[THE TASK]:
Where does the string "search" occur in the entries below? Copy every line where it does.

[Referring expression grounding data]
============

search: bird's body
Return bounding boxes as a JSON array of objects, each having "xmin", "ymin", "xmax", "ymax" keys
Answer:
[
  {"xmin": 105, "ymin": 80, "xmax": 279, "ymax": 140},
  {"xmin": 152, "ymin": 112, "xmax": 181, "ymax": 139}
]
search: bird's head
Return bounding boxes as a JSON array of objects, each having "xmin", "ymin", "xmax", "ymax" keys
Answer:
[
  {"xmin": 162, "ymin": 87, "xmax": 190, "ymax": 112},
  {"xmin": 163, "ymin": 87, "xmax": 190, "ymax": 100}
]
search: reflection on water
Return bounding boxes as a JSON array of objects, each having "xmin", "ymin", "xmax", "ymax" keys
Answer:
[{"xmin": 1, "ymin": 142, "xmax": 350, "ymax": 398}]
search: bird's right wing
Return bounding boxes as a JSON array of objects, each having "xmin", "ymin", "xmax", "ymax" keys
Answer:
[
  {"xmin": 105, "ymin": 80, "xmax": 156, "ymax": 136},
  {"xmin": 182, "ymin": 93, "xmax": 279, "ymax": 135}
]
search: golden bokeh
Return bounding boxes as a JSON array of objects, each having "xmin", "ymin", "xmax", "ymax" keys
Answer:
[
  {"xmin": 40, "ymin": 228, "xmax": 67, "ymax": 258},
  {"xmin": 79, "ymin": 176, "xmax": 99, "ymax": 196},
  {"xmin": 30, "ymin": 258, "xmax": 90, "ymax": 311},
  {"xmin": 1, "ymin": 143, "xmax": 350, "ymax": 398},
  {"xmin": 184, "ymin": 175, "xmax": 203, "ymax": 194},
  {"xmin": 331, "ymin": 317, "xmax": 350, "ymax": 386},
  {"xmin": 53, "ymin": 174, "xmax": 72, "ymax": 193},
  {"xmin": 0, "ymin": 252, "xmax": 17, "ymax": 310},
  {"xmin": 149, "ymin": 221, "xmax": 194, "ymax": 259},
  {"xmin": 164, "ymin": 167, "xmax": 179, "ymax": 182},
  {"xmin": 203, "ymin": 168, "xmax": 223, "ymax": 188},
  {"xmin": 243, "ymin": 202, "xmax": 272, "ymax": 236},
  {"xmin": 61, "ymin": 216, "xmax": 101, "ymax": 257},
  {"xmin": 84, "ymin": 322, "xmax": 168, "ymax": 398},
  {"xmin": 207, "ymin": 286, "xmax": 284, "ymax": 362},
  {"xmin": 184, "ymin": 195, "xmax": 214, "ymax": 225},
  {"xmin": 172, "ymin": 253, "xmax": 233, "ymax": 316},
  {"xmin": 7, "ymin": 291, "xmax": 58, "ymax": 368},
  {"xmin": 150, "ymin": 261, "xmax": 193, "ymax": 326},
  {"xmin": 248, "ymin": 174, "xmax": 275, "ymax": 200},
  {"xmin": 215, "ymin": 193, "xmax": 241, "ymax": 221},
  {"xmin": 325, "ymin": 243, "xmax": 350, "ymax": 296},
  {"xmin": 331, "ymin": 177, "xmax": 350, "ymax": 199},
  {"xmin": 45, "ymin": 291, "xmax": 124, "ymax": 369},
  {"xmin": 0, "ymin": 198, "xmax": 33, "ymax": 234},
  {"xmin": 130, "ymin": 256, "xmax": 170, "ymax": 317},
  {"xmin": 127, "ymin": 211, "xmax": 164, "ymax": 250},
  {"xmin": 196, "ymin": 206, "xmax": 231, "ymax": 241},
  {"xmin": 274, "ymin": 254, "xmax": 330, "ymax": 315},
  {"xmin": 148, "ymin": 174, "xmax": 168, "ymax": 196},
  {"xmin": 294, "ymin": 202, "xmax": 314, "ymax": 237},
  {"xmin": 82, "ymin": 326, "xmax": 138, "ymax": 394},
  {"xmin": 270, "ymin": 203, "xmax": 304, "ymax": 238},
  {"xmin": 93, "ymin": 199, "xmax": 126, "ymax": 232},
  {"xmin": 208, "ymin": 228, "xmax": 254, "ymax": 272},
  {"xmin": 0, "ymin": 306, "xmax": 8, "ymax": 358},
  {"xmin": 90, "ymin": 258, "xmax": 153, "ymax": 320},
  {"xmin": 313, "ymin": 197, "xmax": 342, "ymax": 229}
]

============

[OUTPUT FOR THIS TASK]:
search: bird's body
search: bird's head
search: reflection on water
search: bird's right wing
search: golden bokeh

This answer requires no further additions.